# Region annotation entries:
*****
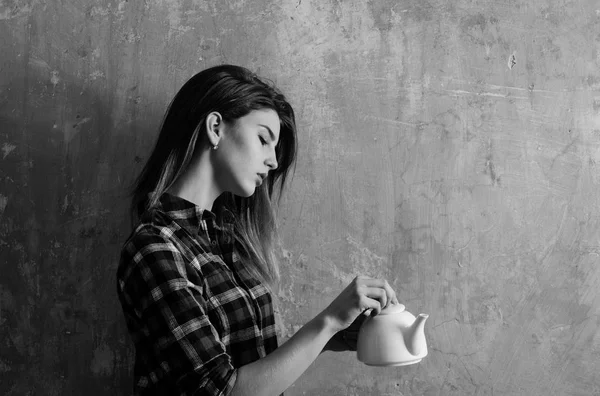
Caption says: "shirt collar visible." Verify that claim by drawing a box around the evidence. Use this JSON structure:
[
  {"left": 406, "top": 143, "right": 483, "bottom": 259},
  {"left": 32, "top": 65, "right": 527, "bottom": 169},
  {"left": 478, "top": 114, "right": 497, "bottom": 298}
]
[{"left": 157, "top": 193, "right": 234, "bottom": 233}]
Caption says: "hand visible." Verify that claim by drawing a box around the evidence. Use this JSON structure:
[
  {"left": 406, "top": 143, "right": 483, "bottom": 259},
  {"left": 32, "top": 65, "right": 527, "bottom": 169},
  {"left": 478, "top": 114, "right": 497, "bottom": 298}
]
[{"left": 321, "top": 276, "right": 398, "bottom": 333}]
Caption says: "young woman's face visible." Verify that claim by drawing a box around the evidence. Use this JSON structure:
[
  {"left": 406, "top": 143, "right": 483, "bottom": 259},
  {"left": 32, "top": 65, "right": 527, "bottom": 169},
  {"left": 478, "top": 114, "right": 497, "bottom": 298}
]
[{"left": 213, "top": 109, "right": 280, "bottom": 197}]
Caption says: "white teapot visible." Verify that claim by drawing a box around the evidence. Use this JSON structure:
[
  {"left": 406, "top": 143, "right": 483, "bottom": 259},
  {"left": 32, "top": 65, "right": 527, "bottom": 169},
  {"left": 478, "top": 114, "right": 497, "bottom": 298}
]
[{"left": 356, "top": 304, "right": 429, "bottom": 366}]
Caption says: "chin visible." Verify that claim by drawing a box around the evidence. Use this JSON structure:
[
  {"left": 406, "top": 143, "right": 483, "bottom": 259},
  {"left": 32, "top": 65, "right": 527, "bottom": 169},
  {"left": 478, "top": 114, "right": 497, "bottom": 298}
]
[{"left": 235, "top": 186, "right": 256, "bottom": 198}]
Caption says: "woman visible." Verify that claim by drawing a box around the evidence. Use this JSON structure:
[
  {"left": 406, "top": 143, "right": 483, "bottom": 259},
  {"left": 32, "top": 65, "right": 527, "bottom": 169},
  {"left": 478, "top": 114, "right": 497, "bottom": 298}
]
[{"left": 117, "top": 65, "right": 397, "bottom": 396}]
*****
# WORK TO COMPLETE:
Extract every line of the data above that contains the string "woman".

# WORKED ANSWER:
Caption says: "young woman's face visible." Verify that claim by drawing a box around the evidence. Use this JSON structure:
Caption says: "woman visible." Verify that claim by drawing a box around the evidence. Use this JSON structure:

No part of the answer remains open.